BAGIAN TEKS:
Namun apa yang terjadi saat basis ekonomi kekuasaan kapitalis telah digerogoti krisis secara parah? Apa yang terjadi saat kepemimpinan kelas buruh – dalam kasus ini di AS, serikat-serikat buruh — tidak memberikan kepemimpinan, baik di pabrik-pabrik maupun dalam hal pembangunan partai buruh? Apa yang terjadi saat segelintir perwakilan kelas penguasa memutuskan untuk “mengacau” dan menolak bermain menurut aturan-aturan yang ditentukan? Apa yang terjadi saat para pendukung “Tea Party” yang terperdaya ini meyakini bahwa mereka memiliki “mandat” dari rakyat Amerika secara keseluruhan? Hasilnya adalah apa yang kita lihat di Washington hari ini, dan pertikaian ini akan berlarut-larut dan sangat luas.
Krisis Anggaran
Pada akarnya, pertikaian ini merupakan suatu cerminan krisis kapitalisme dan ketidakmampuan kelas penguasa AS untuk berkuasa dengan cara-cara yang lama. Ini bukan disebabkan oleh “maksud jahat” para kapitalis maupun para politisi yang mereka beli. Krisis ini merupakan suatu fakta obyektif. Untuk mengatasinya dan mewujudkan keseimbangan baru, para kapitalis harus menghapus capaian-capaian yang telah dimenangkan oleh perjuangan para buruh di masa silam. Walaupun sebenarnya mereka lebih memilih memberikan remah-remah kepada buruh serta menampakkan kesan adanya kemakmuran umum, sebagaimana yang bisa mereka lakukan pada tahun 1990an dan awal 2000an, ketidakseimbangan sistem kapitalisme yang sangat ekstrim sekarang ini telah membuat hal demikian tidak mungkin lagi dilakukan. Agar para kapitalis AS tetap kompetitif di skala dunia maka upah rakyat Amerika dan kualitas hajat hidupnya secara keseluruhan harus dimerosotkan. Namun tiap langkah yang mereka ambil untuk mengembalikan perimbangan ekonomi hanya akan berujung pada ketidakseimbangan sosial dan politik yang makin parah. Inilah watak periode krisis kapitalis yang kita masuki.

DAFTAR:

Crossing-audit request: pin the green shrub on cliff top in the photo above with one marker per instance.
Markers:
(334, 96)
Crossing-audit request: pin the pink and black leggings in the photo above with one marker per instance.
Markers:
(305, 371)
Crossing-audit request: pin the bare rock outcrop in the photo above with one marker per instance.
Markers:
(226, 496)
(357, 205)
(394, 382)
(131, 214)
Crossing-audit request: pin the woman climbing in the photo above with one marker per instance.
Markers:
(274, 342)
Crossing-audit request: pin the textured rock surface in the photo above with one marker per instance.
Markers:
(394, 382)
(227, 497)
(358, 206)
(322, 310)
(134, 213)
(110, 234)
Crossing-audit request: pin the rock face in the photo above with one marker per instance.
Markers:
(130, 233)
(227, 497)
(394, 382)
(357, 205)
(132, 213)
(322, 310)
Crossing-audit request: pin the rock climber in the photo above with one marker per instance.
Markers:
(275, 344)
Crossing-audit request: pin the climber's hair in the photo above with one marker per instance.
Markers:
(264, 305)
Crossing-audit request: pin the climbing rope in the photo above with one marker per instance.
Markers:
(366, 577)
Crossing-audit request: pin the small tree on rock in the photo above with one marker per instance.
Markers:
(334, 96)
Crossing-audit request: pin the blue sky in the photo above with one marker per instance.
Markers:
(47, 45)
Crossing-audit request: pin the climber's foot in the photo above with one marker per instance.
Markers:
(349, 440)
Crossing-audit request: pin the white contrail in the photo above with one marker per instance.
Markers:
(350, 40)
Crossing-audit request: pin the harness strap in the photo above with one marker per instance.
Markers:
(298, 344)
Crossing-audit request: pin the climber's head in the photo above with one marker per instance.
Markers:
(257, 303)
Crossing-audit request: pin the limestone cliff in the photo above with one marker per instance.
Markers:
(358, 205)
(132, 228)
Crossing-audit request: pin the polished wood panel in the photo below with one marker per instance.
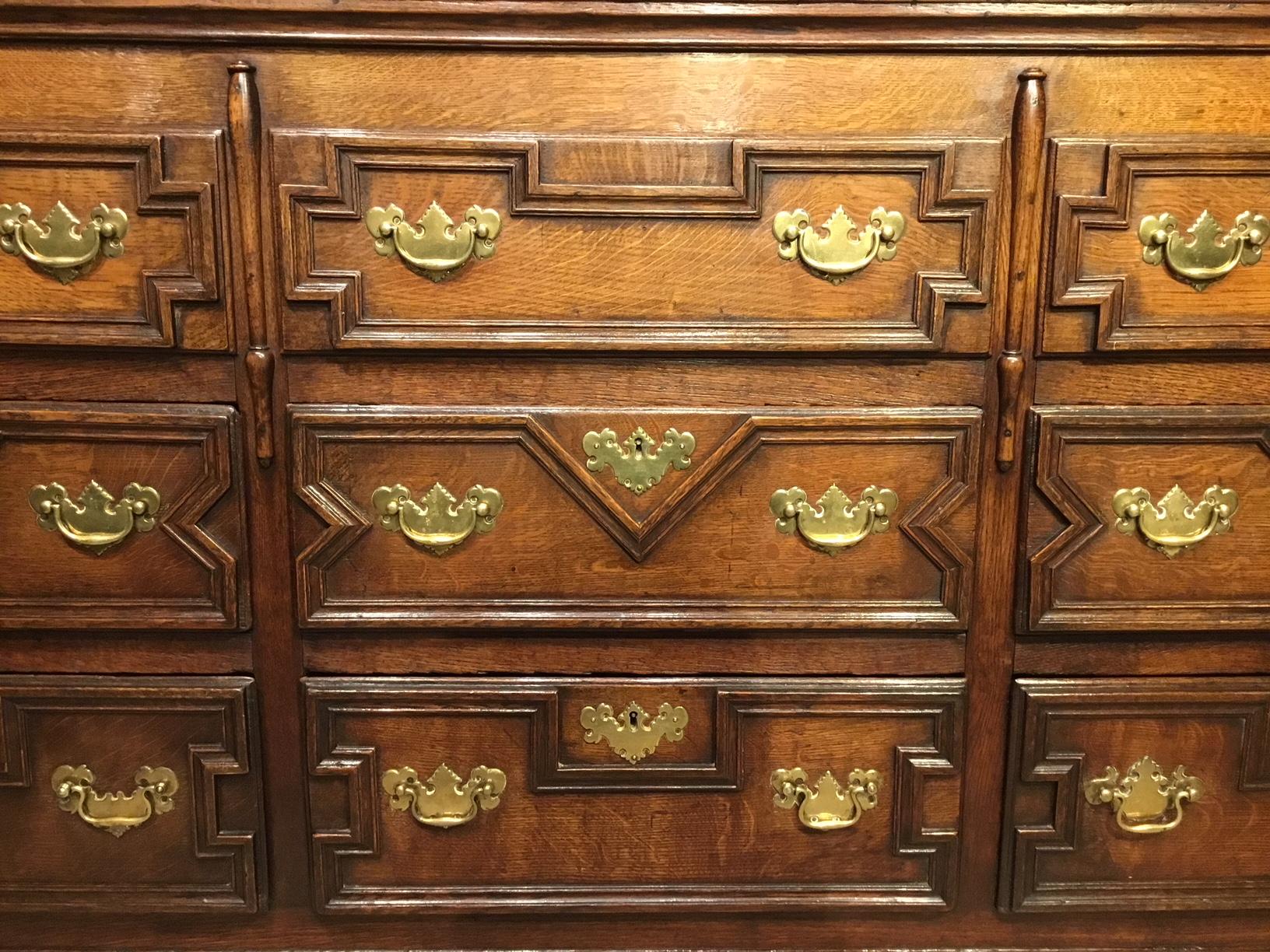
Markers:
(573, 546)
(187, 572)
(693, 831)
(202, 856)
(1063, 853)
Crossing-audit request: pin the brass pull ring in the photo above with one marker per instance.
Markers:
(445, 799)
(434, 247)
(114, 813)
(828, 805)
(1145, 800)
(61, 245)
(1177, 523)
(94, 520)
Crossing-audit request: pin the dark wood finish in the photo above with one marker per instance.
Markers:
(200, 857)
(1063, 853)
(638, 152)
(574, 831)
(187, 572)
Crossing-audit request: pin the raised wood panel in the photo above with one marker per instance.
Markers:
(1103, 295)
(203, 856)
(168, 287)
(1086, 576)
(574, 548)
(1065, 855)
(638, 243)
(187, 572)
(659, 835)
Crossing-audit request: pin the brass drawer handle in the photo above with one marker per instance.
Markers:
(436, 247)
(634, 734)
(114, 813)
(1145, 800)
(844, 249)
(1177, 523)
(437, 522)
(94, 520)
(445, 799)
(827, 805)
(1208, 254)
(61, 245)
(835, 522)
(639, 462)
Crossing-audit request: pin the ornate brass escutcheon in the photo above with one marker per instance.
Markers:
(61, 245)
(114, 813)
(828, 805)
(634, 734)
(1209, 254)
(438, 522)
(1177, 523)
(835, 522)
(434, 247)
(638, 464)
(1145, 800)
(844, 249)
(94, 520)
(445, 799)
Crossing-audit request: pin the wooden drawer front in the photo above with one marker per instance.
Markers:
(691, 824)
(145, 273)
(130, 795)
(1091, 569)
(86, 558)
(1081, 838)
(1124, 278)
(576, 546)
(638, 243)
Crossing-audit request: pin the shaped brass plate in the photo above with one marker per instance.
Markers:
(835, 522)
(434, 247)
(61, 245)
(1177, 523)
(1145, 800)
(438, 522)
(637, 462)
(445, 799)
(828, 805)
(633, 734)
(845, 248)
(1209, 254)
(114, 813)
(94, 520)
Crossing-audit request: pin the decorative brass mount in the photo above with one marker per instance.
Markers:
(114, 813)
(94, 520)
(1145, 800)
(634, 734)
(61, 245)
(445, 799)
(827, 805)
(844, 249)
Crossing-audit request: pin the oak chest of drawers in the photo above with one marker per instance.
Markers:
(524, 475)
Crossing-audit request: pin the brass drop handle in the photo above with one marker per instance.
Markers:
(434, 247)
(1145, 800)
(835, 522)
(114, 813)
(61, 245)
(1177, 523)
(845, 248)
(1205, 253)
(828, 805)
(445, 799)
(633, 734)
(96, 520)
(437, 522)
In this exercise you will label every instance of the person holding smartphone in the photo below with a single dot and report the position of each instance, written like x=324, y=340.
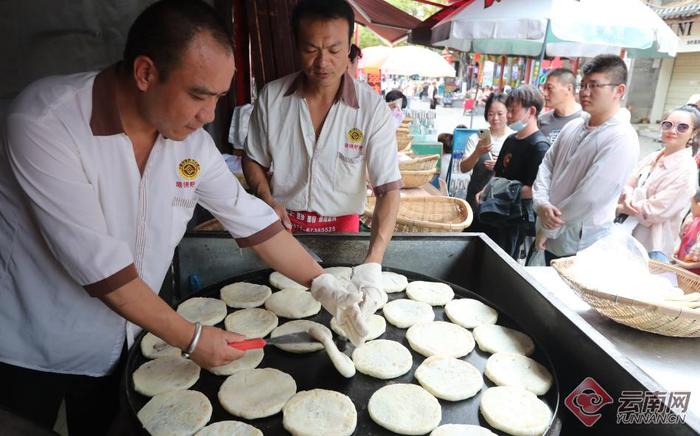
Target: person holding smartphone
x=482, y=152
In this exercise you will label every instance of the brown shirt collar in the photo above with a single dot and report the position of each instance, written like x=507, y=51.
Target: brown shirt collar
x=105, y=120
x=346, y=92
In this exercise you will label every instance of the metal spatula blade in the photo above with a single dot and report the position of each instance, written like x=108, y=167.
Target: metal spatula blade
x=293, y=338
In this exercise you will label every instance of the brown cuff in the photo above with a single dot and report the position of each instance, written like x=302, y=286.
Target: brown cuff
x=115, y=281
x=261, y=236
x=387, y=187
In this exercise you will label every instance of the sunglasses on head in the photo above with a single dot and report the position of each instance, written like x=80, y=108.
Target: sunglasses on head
x=680, y=127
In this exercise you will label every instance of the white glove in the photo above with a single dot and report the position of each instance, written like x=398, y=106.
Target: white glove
x=368, y=279
x=342, y=303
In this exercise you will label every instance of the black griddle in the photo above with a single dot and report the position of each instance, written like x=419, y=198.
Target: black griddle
x=314, y=370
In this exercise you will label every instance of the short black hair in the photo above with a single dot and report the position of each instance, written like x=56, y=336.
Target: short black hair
x=355, y=52
x=565, y=76
x=446, y=140
x=395, y=94
x=325, y=10
x=499, y=97
x=612, y=65
x=165, y=29
x=528, y=96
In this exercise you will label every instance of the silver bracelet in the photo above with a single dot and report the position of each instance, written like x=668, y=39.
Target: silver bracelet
x=195, y=340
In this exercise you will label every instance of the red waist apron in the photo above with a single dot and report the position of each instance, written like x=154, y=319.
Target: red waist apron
x=311, y=222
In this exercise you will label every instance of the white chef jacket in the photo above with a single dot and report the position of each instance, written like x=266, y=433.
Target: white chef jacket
x=79, y=220
x=329, y=175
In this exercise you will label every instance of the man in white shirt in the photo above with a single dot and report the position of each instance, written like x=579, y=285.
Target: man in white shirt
x=560, y=95
x=320, y=134
x=583, y=173
x=99, y=174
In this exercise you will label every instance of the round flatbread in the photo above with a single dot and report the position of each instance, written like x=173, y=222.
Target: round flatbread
x=433, y=293
x=448, y=378
x=515, y=411
x=280, y=281
x=376, y=325
x=319, y=412
x=256, y=393
x=382, y=359
x=440, y=338
x=393, y=282
x=244, y=295
x=293, y=304
x=165, y=374
x=251, y=359
x=498, y=339
x=404, y=313
x=179, y=413
x=251, y=323
x=461, y=430
x=207, y=311
x=405, y=409
x=340, y=272
x=153, y=347
x=296, y=326
x=229, y=428
x=511, y=369
x=470, y=313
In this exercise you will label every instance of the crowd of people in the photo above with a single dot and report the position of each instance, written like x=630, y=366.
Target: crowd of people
x=558, y=181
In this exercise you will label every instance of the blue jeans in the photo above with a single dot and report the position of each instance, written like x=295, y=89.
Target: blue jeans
x=658, y=255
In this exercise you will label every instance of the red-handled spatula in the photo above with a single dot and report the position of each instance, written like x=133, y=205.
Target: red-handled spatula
x=293, y=338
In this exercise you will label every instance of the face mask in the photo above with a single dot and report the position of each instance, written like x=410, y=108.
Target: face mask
x=518, y=125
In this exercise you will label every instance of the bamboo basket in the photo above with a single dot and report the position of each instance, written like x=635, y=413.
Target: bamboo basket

YANG DIHARAPKAN: Ketik ulang bagian teks di atas, mulai dari "Namun apa yang" sampai dengan "dan sangat luas.".

JAWABAN LENGKAP:
Namun apa yang terjadi saat basis ekonomi kekuasaan kapitalis telah digerogoti krisis secara parah? Apa yang terjadi saat kepemimpinan kelas buruh – dalam kasus ini di AS, serikat-serikat buruh — tidak memberikan kepemimpinan, baik di pabrik-pabrik maupun dalam hal pembangunan partai buruh? Apa yang terjadi saat segelintir perwakilan kelas penguasa memutuskan untuk “mengacau” dan menolak bermain menurut aturan-aturan yang ditentukan? Apa yang terjadi saat para pendukung “Tea Party” yang terperdaya ini meyakini bahwa mereka memiliki “mandat” dari rakyat Amerika secara keseluruhan? Hasilnya adalah apa yang kita lihat di Washington hari ini, dan pertikaian ini akan berlarut-larut dan sangat luas.